Document text ▸
════════════════

# Snow Blowers: Why Go Inverted?



## jbell36 (Feb 21, 2008)

i guess i don't understand going inverted over just backing up and removing the snow BEFORE you run over it and pack it down...obviously there is a reason since the majority say go inverted, i just don't know the answer...

we have a 4400 HST tractor and are looking at putting a snow blower on it...i believe it's a 35 HP...what are your recommendations? This is strictly a driveway machine, 40' x 20' drives, and in kansas we only get so much per snow, 10" would be a huge snow for us, most are around the 4-6" mark...are the snow blowers that go on the loader worth a *****? and is that even possible with our setup?

our other option that we have been kicking around is buying a skid to replace the tractor...would that be the way to go for snow? would you need high flow for the blower? 

any input you may have would be appreciate it, tractors and skids aren't my specialty...


----------



## rob_cook2001 (Nov 15, 2008)

How many inches do you get a season? Why do you want to blow them vs plowing them?

════════════════

Supplied data ▸
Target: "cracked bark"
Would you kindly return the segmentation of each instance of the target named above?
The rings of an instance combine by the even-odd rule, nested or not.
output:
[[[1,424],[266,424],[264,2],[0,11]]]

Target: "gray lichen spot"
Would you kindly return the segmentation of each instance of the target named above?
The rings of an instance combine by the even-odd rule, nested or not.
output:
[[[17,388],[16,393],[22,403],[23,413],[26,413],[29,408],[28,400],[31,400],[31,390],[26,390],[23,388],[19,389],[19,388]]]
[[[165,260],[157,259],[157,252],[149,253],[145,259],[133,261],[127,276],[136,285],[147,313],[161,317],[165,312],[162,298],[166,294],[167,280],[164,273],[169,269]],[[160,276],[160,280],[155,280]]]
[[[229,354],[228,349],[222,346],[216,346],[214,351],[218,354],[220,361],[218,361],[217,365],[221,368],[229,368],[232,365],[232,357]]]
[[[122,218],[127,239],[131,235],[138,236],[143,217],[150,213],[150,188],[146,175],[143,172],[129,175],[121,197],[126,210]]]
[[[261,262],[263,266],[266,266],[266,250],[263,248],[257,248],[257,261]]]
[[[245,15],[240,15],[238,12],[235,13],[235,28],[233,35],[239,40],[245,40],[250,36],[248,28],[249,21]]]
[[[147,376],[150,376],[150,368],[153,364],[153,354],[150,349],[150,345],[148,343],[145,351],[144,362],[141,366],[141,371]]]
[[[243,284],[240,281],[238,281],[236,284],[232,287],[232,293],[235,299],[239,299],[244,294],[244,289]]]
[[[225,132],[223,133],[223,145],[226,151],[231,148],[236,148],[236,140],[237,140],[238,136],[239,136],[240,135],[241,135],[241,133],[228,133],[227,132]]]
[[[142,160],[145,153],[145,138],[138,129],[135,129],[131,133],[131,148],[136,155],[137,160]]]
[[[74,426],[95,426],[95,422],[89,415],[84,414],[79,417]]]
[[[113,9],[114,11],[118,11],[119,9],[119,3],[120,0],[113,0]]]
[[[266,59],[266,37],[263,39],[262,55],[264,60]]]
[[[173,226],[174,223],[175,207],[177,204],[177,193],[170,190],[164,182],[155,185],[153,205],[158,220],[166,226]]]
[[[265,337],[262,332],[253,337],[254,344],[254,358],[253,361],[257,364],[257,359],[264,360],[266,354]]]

════════════════

Set tasks ▸
1. In the snow blower thread, translate "How many inches do you get a season?" into Spanish.
2. Reproduce the rows from their first line up to and including the line that contains "[[[1,424],[266,424],[264,2],[0,11]]]".

Written responses ▸
1. ¿Cuántas pulgadas reciben por temporada?

2.
Target: "cracked bark"
Would you kindly return the segmentation of each instance of the target named above?
The rings of an instance combine by the even-odd rule, nested or not.
output:
[[[1,424],[266,424],[264,2],[0,11]]]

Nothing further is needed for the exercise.